··· Data provided ···
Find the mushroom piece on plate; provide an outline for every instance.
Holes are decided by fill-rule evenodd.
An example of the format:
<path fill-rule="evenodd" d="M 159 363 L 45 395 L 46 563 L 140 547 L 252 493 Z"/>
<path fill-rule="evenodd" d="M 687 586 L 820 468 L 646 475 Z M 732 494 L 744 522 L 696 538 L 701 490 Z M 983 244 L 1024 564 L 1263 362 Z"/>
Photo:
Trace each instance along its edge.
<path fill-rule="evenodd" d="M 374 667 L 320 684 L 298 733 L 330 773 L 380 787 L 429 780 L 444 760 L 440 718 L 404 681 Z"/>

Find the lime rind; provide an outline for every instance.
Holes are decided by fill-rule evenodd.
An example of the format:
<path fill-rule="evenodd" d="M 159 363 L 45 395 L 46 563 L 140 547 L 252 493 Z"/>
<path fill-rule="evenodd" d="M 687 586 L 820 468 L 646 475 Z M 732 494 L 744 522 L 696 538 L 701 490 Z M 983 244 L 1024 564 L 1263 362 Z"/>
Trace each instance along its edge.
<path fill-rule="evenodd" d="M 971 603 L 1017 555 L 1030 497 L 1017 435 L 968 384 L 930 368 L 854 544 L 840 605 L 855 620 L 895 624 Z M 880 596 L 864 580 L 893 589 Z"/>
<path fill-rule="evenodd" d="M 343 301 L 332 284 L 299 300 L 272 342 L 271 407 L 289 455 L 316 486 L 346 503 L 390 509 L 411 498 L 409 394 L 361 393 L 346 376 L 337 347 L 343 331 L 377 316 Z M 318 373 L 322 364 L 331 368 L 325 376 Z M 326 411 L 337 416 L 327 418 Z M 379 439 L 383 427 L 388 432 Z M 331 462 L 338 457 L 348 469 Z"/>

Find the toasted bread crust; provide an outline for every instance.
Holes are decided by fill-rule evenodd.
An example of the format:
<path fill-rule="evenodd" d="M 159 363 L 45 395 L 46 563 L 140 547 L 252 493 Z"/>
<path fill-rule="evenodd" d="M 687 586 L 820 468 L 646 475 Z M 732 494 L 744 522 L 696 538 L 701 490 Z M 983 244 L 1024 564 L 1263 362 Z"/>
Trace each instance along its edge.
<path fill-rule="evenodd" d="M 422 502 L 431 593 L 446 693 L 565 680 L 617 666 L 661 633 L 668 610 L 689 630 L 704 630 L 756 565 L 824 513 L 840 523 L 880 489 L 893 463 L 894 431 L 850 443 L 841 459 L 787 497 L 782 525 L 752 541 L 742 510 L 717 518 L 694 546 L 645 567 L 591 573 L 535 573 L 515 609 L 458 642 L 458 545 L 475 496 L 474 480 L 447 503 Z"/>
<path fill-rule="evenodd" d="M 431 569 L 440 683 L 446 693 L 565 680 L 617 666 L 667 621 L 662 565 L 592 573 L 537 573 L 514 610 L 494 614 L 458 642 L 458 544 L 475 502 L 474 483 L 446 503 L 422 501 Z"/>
···
What to produce -
Look through the entries above. Extract each line with the word "every".

Answer to this exercise -
Find the mushroom piece on plate; provide an outline for every instance.
Find the lime rind; provide an outline for every instance.
Find the toasted bread crust; provide an outline for every instance.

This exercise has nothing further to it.